*EXTRAIT CHOISI*
________

Samedi, janvier 10th, 2009 | Author: Pierre

Pour la dernière intervention de cette année en cours de « Religions et civilisations » nous avons eu le privilège d’accueillir Geneviève Gobillot, professeur de langue et de civilisation arabes à l’Université Lyon 3.

Une rencontre décisive

J’ai rencontré Geneviève indirectement il y a quelques années en lisant le livre qu’elle a tiré de son travail de thèse sur Al-Tirmidhi, livre intitulé Le livre de la profondeur des choses paru aux Presses Universitaire du Septentrion. Dès les premières lignes, j’ai découvert un travail d’une grande ouverture associé à une grande érudition, mais une érudition rehaussée par un sens instinctif de la simplicité. Je n’ai eu alors de cesse de rencontrer, d’interroger, de connaitre Geneviève et de m’intéresser à son questionnement, à la forme de sa curiosité.
Oui Geneviève Gobillot est une femme érudite, simple et curieuse, et ses travaux en sont l’exact reflet. Quelques mois après notre rencontre, elle m’a parlé de la parution des actes d’un colloque qu’elle avait organisé en l’honneur de son ancien professeur, Monsieur Roger Deladrière, qui a traduit les textes de nombreux mystiques musulmans. Geneviève, accompagnée de collègues, étaient alors venue présenter chez Gibert Joseph le livre Mystiques musulmanes paru chez Cariscript.
Depuis Geneviève a continué à travailler, à oeuvrer pour cette tradition musulmane qu’elle chérit avec son intellect et avec son coeur. Nos chemins se sont éloignés même si j’ai pu à l’occasion lui donner quelques renseignements sur des éditeurs susceptibles de publier ses travaux ou ceux de ses élèves. Le cours « Religions et civilisations » était une belle opportunité de faire partager à un public plus large le travail tout à fait novateur de Geneviève. Novateur parce que Geneviève Gobillot révèle finalement une interprétation du Coran qui a été occultée depuis longtemps et dont seules les traditions soufis semblent encore en être les dépositaires.

________

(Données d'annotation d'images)

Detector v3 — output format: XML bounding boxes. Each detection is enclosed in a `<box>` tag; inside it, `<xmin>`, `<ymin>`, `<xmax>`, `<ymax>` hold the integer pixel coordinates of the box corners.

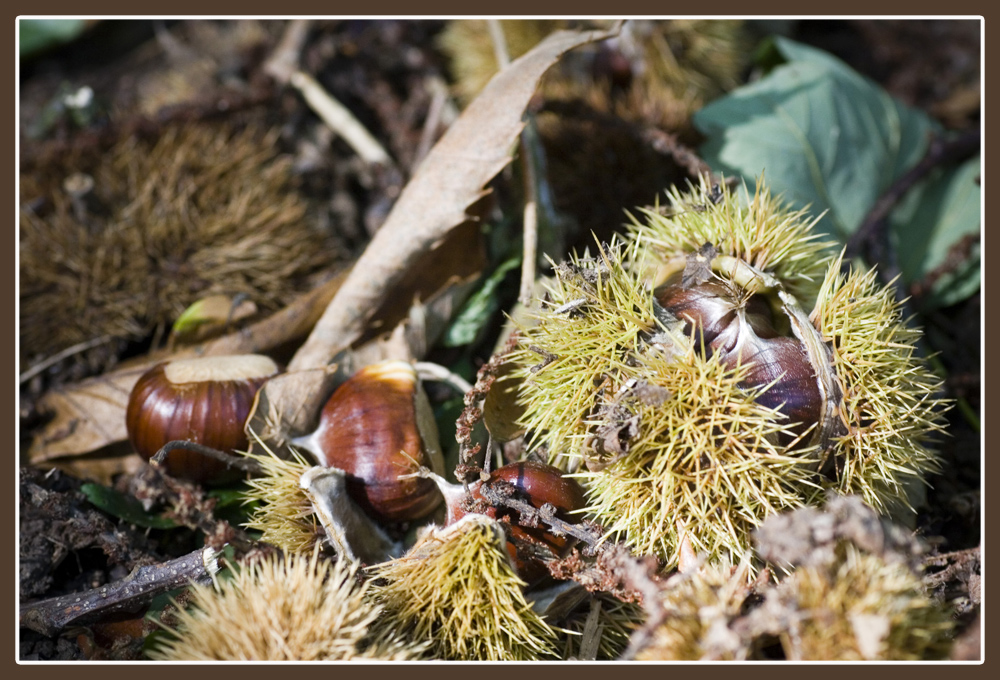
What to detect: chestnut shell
<box><xmin>311</xmin><ymin>361</ymin><xmax>443</xmax><ymax>522</ymax></box>
<box><xmin>653</xmin><ymin>281</ymin><xmax>823</xmax><ymax>445</ymax></box>
<box><xmin>125</xmin><ymin>362</ymin><xmax>271</xmax><ymax>482</ymax></box>
<box><xmin>460</xmin><ymin>461</ymin><xmax>586</xmax><ymax>584</ymax></box>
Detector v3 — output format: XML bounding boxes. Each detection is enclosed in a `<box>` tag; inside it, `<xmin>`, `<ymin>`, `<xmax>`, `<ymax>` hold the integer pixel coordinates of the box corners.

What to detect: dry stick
<box><xmin>641</xmin><ymin>126</ymin><xmax>714</xmax><ymax>178</ymax></box>
<box><xmin>486</xmin><ymin>19</ymin><xmax>538</xmax><ymax>304</ymax></box>
<box><xmin>410</xmin><ymin>78</ymin><xmax>448</xmax><ymax>174</ymax></box>
<box><xmin>149</xmin><ymin>439</ymin><xmax>263</xmax><ymax>474</ymax></box>
<box><xmin>844</xmin><ymin>130</ymin><xmax>982</xmax><ymax>300</ymax></box>
<box><xmin>289</xmin><ymin>71</ymin><xmax>393</xmax><ymax>166</ymax></box>
<box><xmin>20</xmin><ymin>548</ymin><xmax>219</xmax><ymax>637</ymax></box>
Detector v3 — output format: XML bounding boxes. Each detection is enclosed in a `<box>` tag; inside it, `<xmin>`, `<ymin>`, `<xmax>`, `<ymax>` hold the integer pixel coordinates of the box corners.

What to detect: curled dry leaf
<box><xmin>259</xmin><ymin>25</ymin><xmax>615</xmax><ymax>440</ymax></box>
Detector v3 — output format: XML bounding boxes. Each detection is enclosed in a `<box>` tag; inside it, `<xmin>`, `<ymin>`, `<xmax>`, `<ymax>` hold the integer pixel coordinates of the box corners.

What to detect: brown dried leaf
<box><xmin>264</xmin><ymin>25</ymin><xmax>614</xmax><ymax>438</ymax></box>
<box><xmin>28</xmin><ymin>272</ymin><xmax>346</xmax><ymax>468</ymax></box>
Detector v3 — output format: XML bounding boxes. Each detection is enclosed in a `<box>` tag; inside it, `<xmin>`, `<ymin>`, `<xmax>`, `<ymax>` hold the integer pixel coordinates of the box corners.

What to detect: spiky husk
<box><xmin>150</xmin><ymin>551</ymin><xmax>416</xmax><ymax>661</ymax></box>
<box><xmin>372</xmin><ymin>515</ymin><xmax>556</xmax><ymax>661</ymax></box>
<box><xmin>513</xmin><ymin>246</ymin><xmax>819</xmax><ymax>564</ymax></box>
<box><xmin>779</xmin><ymin>545</ymin><xmax>954</xmax><ymax>661</ymax></box>
<box><xmin>512</xmin><ymin>248</ymin><xmax>658</xmax><ymax>469</ymax></box>
<box><xmin>635</xmin><ymin>563</ymin><xmax>748</xmax><ymax>661</ymax></box>
<box><xmin>630</xmin><ymin>177</ymin><xmax>834</xmax><ymax>309</ymax></box>
<box><xmin>437</xmin><ymin>19</ymin><xmax>565</xmax><ymax>104</ymax></box>
<box><xmin>580</xmin><ymin>348</ymin><xmax>820</xmax><ymax>564</ymax></box>
<box><xmin>244</xmin><ymin>440</ymin><xmax>323</xmax><ymax>553</ymax></box>
<box><xmin>811</xmin><ymin>255</ymin><xmax>947</xmax><ymax>516</ymax></box>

________

*EXERCICES*
**a.** Dans le billet sur Geneviève Gobillot, quel titre porte le livre qu'elle a tiré de sa thèse sur Al-Tirmidhi ?
**b.** Poursuivez le billet sur Geneviève Gobillot après sa dernière phrase.
La liste n'intervient en rien ici.

*CORRIGÉ*
**a.** Le livre de la profondeur des choses.

**b.**
Une chercheuse inspirée

Cette redécouverte d’une lecture et d’une interprétation juste du Coran est exigeante. Lorsque qu’à la fin de sa présentation, je demandais à Geneviève de quels outils disposent les étudiants, et les personnes intéressées pour poursuivre ce travail d’interprétation, elle me répondait franchement que pour l’heure seules les personnes qui maîtrisent l’hébreu, le syriaque et l’arabe coranique sont en mesure de retrouver cette compréhension directement dans le texte. Un aveu qui ne doit pas être interprété comme une prétention hautaine d’intellectuel, mais plutôt comme l’exigence d’une intelligence en mouvement, une intelligence qui mobilise toutes ses ressources pour retrouver cette parole vivante d’Allah à Mohammed et à sa première communauté.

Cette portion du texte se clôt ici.